Report every line in the items below that contains the word "When". Case counts.

(GIVEN INFORMATION):
=======

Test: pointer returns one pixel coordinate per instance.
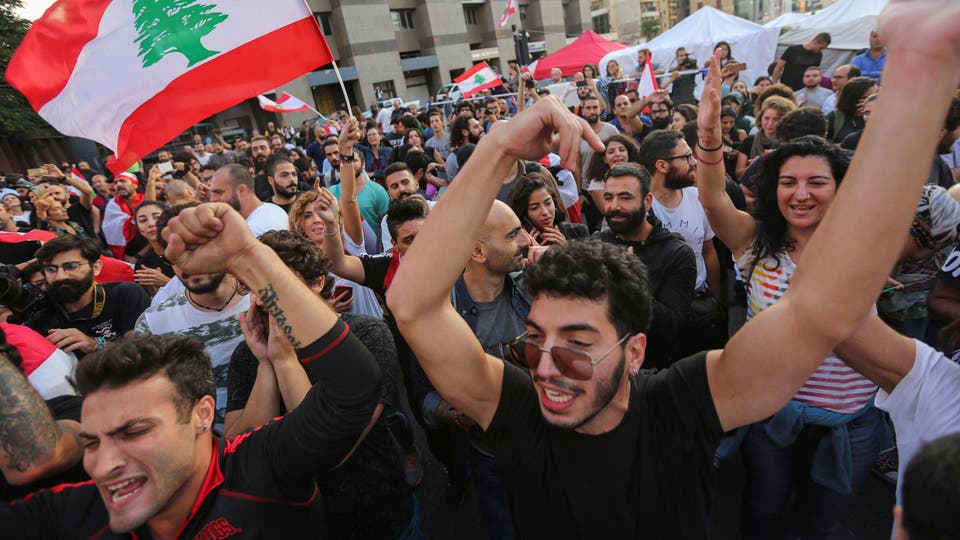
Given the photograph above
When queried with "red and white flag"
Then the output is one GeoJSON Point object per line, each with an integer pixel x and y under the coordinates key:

=======

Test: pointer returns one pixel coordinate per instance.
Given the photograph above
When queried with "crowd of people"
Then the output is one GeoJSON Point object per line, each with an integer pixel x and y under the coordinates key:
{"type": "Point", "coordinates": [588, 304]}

=======

(FULL SOLUTION):
When queried with "red and white flag"
When queried with "crowd of people"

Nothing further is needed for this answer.